- _Problem_
Locate the line with "Put one point on every instance of the physiotherapist" in the material. Copy that line and each one after it, through the last, exactly and with nothing else.

━━━━━━━━━━━━━━━━

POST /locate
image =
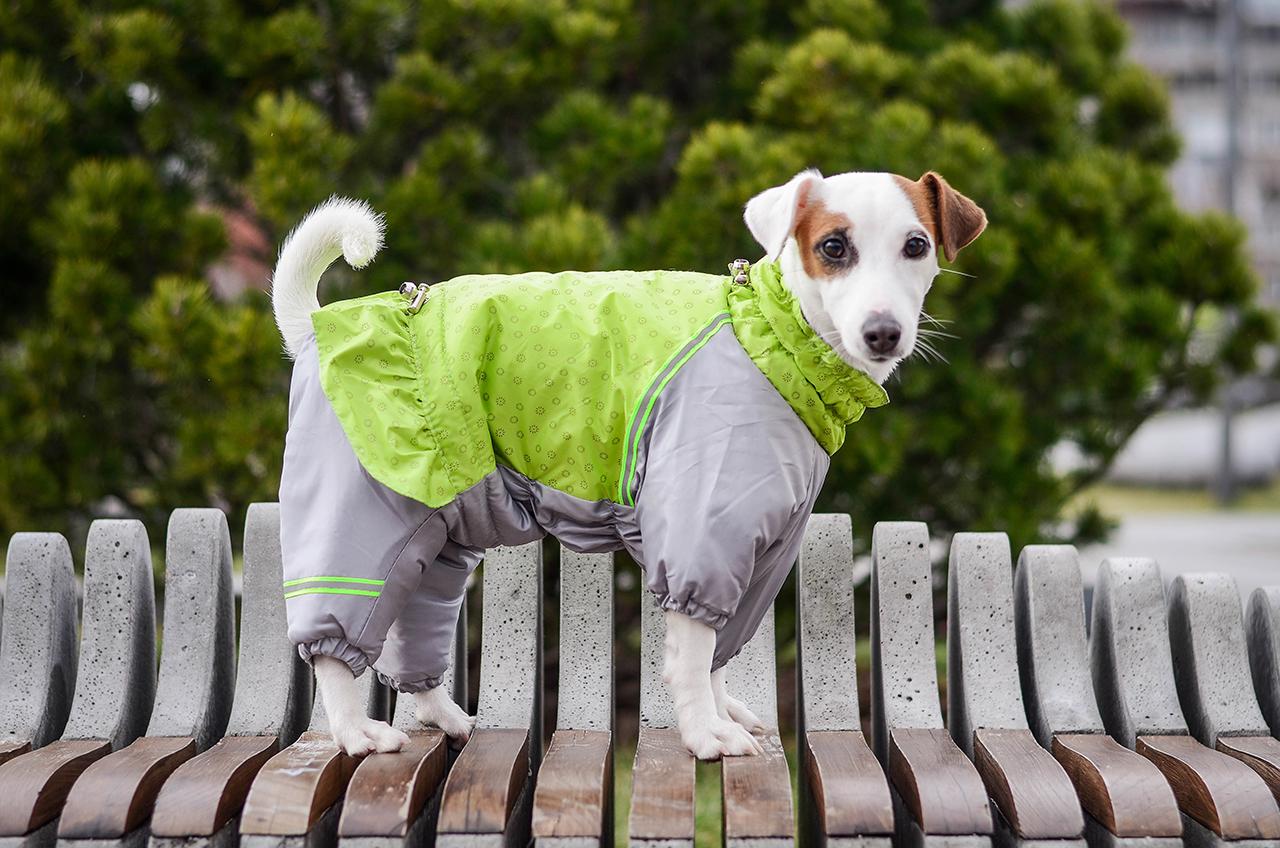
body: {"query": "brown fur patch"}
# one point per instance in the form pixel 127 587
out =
pixel 814 222
pixel 922 201
pixel 952 219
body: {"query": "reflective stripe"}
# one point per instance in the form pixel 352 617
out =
pixel 325 589
pixel 640 419
pixel 323 579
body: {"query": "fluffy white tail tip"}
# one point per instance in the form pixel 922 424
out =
pixel 336 227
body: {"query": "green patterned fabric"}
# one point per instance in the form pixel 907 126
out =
pixel 556 375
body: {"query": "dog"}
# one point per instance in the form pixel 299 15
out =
pixel 685 418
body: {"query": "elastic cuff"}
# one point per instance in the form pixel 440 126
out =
pixel 408 687
pixel 338 648
pixel 711 616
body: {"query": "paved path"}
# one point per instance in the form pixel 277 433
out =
pixel 1244 545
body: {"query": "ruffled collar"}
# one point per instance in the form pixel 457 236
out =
pixel 826 391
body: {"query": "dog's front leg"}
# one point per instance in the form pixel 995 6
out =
pixel 352 729
pixel 731 709
pixel 688 673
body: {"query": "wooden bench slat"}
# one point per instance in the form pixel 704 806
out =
pixel 1119 788
pixel 1261 753
pixel 485 782
pixel 1032 790
pixel 848 784
pixel 570 798
pixel 662 787
pixel 209 789
pixel 296 787
pixel 35 785
pixel 757 794
pixel 388 790
pixel 1220 792
pixel 937 783
pixel 115 793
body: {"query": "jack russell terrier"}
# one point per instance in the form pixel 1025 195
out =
pixel 685 418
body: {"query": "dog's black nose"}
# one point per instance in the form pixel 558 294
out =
pixel 882 333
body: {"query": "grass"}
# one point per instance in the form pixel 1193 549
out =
pixel 1133 500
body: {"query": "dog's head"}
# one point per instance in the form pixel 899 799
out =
pixel 860 251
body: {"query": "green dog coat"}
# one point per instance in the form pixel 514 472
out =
pixel 686 418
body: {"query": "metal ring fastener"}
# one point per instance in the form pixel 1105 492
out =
pixel 415 293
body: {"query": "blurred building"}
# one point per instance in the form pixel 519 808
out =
pixel 1192 45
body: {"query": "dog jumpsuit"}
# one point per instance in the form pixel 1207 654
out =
pixel 685 418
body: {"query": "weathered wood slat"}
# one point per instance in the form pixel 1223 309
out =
pixel 1032 790
pixel 296 787
pixel 757 793
pixel 1123 790
pixel 938 784
pixel 848 784
pixel 209 790
pixel 1261 753
pixel 485 782
pixel 570 799
pixel 115 794
pixel 1217 790
pixel 36 784
pixel 662 787
pixel 388 790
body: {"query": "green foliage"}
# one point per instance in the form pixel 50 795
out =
pixel 513 135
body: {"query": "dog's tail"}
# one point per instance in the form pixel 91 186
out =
pixel 337 227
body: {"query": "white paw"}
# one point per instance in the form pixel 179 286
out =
pixel 714 738
pixel 435 709
pixel 364 735
pixel 734 710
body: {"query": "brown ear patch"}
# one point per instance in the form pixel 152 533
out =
pixel 814 222
pixel 952 219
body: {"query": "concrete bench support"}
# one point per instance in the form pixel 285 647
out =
pixel 844 796
pixel 200 805
pixel 574 803
pixel 488 796
pixel 1221 799
pixel 1033 797
pixel 1127 799
pixel 112 801
pixel 1211 664
pixel 114 687
pixel 938 797
pixel 37 644
pixel 1264 637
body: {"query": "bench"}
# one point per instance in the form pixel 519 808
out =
pixel 1151 725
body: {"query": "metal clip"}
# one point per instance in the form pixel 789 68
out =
pixel 415 293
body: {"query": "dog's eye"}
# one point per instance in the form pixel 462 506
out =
pixel 915 247
pixel 832 247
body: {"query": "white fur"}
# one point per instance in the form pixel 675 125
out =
pixel 337 227
pixel 881 281
pixel 351 726
pixel 688 671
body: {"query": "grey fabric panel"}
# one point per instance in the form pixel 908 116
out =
pixel 336 520
pixel 420 642
pixel 728 477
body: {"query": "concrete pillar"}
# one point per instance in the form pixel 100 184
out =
pixel 37 644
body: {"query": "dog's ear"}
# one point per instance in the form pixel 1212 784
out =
pixel 771 215
pixel 956 219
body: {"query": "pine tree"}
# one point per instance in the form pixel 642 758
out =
pixel 516 135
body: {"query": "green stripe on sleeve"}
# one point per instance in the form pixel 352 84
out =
pixel 324 579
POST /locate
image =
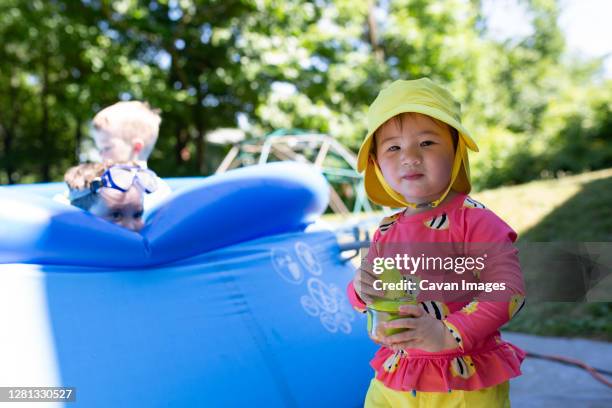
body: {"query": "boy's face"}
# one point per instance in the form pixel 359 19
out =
pixel 415 158
pixel 114 148
pixel 124 209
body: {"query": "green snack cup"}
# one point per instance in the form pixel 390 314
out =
pixel 392 276
pixel 381 311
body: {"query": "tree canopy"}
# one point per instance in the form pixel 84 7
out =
pixel 269 64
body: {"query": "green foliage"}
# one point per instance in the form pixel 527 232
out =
pixel 295 63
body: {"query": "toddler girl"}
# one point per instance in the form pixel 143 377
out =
pixel 448 351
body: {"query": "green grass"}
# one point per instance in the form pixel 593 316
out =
pixel 578 209
pixel 574 208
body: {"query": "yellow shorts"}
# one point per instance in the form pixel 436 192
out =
pixel 380 396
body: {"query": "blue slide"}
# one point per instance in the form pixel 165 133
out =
pixel 223 300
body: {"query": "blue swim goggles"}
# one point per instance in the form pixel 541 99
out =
pixel 121 177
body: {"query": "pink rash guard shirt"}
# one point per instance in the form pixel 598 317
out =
pixel 482 359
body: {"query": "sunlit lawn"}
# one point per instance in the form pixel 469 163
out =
pixel 573 208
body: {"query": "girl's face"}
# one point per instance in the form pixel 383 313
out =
pixel 124 209
pixel 415 155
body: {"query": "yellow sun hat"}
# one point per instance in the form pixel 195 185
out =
pixel 419 96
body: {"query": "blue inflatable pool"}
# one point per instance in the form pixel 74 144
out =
pixel 222 301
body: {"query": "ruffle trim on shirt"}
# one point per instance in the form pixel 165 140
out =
pixel 443 371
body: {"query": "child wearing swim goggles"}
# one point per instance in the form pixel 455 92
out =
pixel 114 192
pixel 435 352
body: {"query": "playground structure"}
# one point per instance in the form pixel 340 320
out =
pixel 337 163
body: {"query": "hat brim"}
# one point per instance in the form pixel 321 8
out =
pixel 364 150
pixel 377 193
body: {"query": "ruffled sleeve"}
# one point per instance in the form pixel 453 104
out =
pixel 486 233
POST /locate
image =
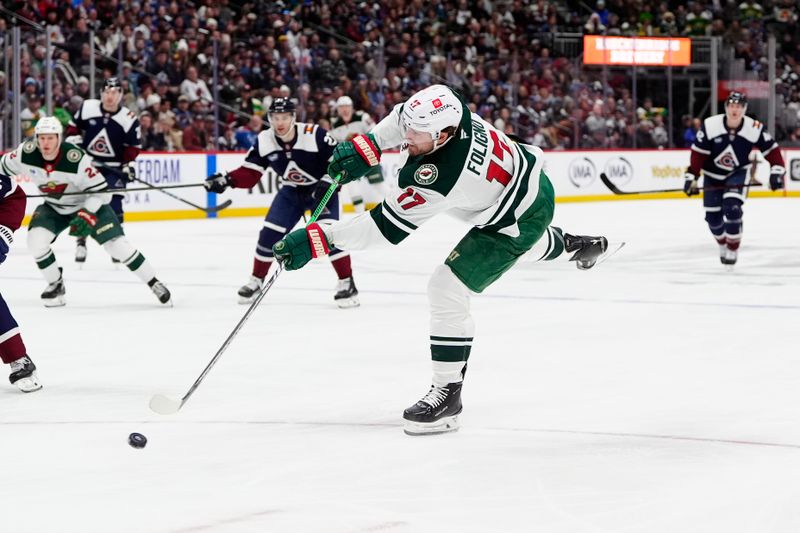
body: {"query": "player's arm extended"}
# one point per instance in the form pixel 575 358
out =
pixel 92 182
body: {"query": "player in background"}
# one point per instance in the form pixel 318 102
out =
pixel 58 169
pixel 12 348
pixel 454 162
pixel 299 154
pixel 111 135
pixel 347 125
pixel 722 151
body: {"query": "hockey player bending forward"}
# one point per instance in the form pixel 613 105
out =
pixel 722 151
pixel 57 169
pixel 12 349
pixel 453 161
pixel 299 154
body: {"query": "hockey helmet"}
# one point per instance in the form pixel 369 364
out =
pixel 112 83
pixel 48 125
pixel 431 111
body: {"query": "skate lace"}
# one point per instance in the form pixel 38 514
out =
pixel 435 396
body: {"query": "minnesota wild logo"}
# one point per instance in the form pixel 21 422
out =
pixel 53 189
pixel 426 174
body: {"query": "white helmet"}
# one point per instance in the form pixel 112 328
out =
pixel 49 125
pixel 432 110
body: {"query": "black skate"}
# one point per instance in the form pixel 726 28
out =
pixel 23 375
pixel 80 250
pixel 437 412
pixel 728 257
pixel 250 290
pixel 346 294
pixel 587 249
pixel 53 295
pixel 160 290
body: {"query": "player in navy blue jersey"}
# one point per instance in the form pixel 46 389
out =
pixel 299 154
pixel 111 135
pixel 722 151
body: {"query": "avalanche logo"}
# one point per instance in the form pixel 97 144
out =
pixel 53 189
pixel 727 160
pixel 101 145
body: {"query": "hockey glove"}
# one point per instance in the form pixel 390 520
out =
pixel 3 244
pixel 776 173
pixel 82 224
pixel 128 173
pixel 217 182
pixel 690 184
pixel 352 159
pixel 300 246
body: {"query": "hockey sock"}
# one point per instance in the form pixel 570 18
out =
pixel 448 372
pixel 261 268
pixel 341 263
pixel 548 247
pixel 11 345
pixel 49 267
pixel 122 250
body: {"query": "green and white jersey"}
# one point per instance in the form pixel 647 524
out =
pixel 71 172
pixel 360 123
pixel 479 176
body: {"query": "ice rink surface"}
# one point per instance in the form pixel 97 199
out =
pixel 655 393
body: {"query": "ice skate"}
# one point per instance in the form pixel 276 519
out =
pixel 729 257
pixel 587 249
pixel 346 294
pixel 23 375
pixel 437 412
pixel 161 291
pixel 80 250
pixel 53 295
pixel 248 292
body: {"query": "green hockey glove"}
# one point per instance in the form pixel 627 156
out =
pixel 300 246
pixel 83 223
pixel 354 158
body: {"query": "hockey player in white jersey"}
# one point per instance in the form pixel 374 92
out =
pixel 722 151
pixel 455 162
pixel 59 169
pixel 347 125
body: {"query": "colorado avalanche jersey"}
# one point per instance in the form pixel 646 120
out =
pixel 107 136
pixel 304 161
pixel 719 150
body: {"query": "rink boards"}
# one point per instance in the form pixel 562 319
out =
pixel 575 176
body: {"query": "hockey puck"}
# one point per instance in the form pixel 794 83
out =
pixel 137 440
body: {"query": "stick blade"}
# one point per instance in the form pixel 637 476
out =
pixel 164 406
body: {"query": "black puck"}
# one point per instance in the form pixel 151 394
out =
pixel 137 440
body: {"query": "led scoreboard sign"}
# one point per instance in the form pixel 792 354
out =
pixel 646 51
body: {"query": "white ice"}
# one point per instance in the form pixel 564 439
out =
pixel 656 393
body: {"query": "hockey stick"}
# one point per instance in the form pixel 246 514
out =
pixel 215 209
pixel 164 405
pixel 185 186
pixel 616 190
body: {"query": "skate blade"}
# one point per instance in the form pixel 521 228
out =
pixel 55 302
pixel 445 425
pixel 29 384
pixel 347 303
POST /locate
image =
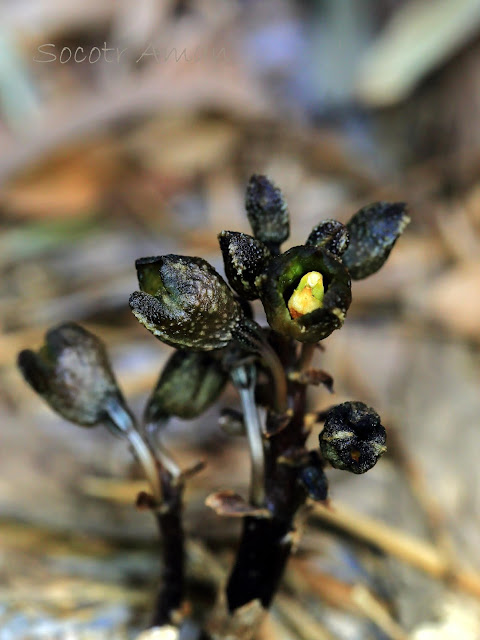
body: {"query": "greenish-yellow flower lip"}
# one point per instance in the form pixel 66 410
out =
pixel 281 278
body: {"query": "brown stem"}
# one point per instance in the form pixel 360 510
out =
pixel 169 522
pixel 265 544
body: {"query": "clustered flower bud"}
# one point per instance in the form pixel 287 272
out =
pixel 313 479
pixel 267 211
pixel 189 383
pixel 72 373
pixel 353 438
pixel 185 303
pixel 373 232
pixel 330 235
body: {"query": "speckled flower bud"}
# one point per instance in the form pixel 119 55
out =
pixel 189 383
pixel 280 285
pixel 313 478
pixel 71 372
pixel 373 231
pixel 185 303
pixel 353 438
pixel 330 235
pixel 245 258
pixel 267 211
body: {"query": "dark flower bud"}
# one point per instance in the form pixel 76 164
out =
pixel 71 372
pixel 245 258
pixel 189 383
pixel 353 438
pixel 185 303
pixel 330 235
pixel 313 478
pixel 267 211
pixel 306 293
pixel 373 231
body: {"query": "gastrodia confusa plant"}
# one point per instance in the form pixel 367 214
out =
pixel 306 293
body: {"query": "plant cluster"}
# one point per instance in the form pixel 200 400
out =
pixel 185 303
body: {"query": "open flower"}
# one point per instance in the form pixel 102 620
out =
pixel 185 303
pixel 71 372
pixel 306 293
pixel 353 438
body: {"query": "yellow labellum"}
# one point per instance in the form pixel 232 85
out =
pixel 308 296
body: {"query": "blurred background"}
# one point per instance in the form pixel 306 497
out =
pixel 130 128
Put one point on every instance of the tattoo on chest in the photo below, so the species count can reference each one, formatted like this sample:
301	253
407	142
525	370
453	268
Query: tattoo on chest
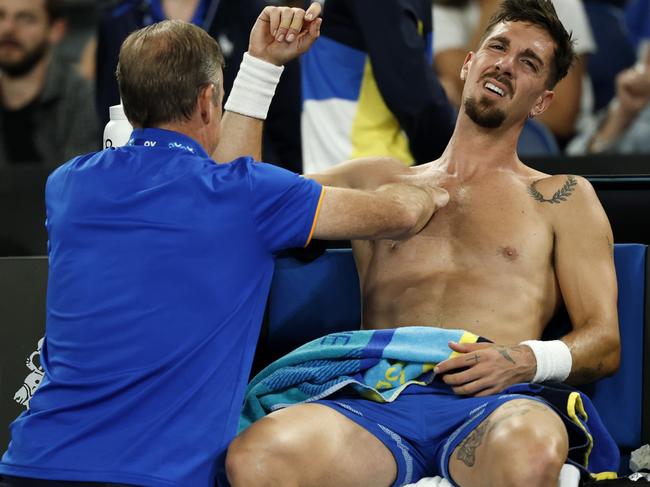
560	195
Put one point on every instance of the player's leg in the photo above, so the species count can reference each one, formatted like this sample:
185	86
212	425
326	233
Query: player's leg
309	445
522	442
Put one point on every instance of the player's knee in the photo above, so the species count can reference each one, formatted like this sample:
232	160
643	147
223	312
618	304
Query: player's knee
535	450
259	457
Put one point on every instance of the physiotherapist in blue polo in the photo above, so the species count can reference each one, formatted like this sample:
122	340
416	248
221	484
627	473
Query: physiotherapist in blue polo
160	262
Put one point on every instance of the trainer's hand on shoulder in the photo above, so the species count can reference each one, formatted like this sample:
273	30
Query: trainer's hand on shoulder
281	34
482	369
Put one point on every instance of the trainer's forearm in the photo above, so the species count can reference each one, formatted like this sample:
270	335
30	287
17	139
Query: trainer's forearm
394	211
595	353
246	109
240	136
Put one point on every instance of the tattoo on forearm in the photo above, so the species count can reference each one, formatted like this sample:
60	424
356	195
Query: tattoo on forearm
504	353
560	195
588	374
473	358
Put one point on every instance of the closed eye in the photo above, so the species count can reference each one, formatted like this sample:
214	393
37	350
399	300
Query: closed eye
530	64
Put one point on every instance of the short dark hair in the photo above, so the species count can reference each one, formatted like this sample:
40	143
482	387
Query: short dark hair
55	9
162	69
540	13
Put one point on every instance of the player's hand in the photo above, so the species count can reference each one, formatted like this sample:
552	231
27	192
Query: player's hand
485	368
281	34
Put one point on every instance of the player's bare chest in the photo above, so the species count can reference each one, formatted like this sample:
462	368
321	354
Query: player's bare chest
488	223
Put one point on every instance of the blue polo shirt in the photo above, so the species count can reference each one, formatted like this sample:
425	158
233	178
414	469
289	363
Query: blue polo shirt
160	265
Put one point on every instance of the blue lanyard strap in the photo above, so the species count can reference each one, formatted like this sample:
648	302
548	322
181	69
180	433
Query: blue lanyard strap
151	137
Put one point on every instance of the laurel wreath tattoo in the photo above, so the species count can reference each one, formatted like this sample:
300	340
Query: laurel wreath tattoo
560	195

━━━━━━━━━━━━━━━━

- _The solution_
Put one point on every instance of the physiotherapist in blue polo in the photo above, so the species count can reference each one, formatted like this sample:
122	340
416	248
221	484
627	473
Query: physiotherapist in blue polo
160	262
Put one point on every instance of the trainer's hand on shoulder in the photo above, so the species count can reference each one, formatted like this sample:
273	30
Query: trainer's hand on shoulder
281	34
482	369
Put one point on every instance of the trainer's forearm in the photo above, so the species count can reference each one, formatted like this sample:
270	335
30	287
17	139
Query: trainer's forearm
394	211
595	353
246	109
240	136
Put one point on every instance of the tattoo on forearm in the photo above, so the species count can reference each one, formatted like this sample:
60	424
356	195
Query: tattoo on forearm
504	353
560	195
588	374
473	358
Put one point on every instance of the closed eye in the photo above, so the species count can reference each one, formatted like this sample:
214	393
37	350
399	300
Query: closed eye
530	64
Put one point on every instance of the short dark hair in the photo above, so the species count can reference each one, formatted like this sample:
40	143
482	387
Query: short dark hair
55	9
162	69
540	13
Put one point on every instance of the player's hand in the photo above, so the species count can reference each one, formatted like this sample:
552	231
27	192
Query: player's hand
485	368
281	34
Put one point on every instance of the player's bare chest in the photo above, so the species count can reference each one, formatted like this sample:
462	368
321	354
Query: player's bare chest
488	223
Put one point on every instance of the blue polo shirt in the photo above, so the species count can reference each one, formatted like this sample:
425	158
233	178
414	469
289	363
Query: blue polo shirt
160	265
Put one point on every instance of the blue lanyard strap in the photo above, so the species count can reference each one, formatted like this sample:
648	302
548	322
181	69
180	433
Query: blue lanyard strap
151	137
Put one point on every instance of the laurel wreath tattoo in the photo above, so the species count can reference each one, formatted like this sample:
300	340
Query: laurel wreath tattoo
560	195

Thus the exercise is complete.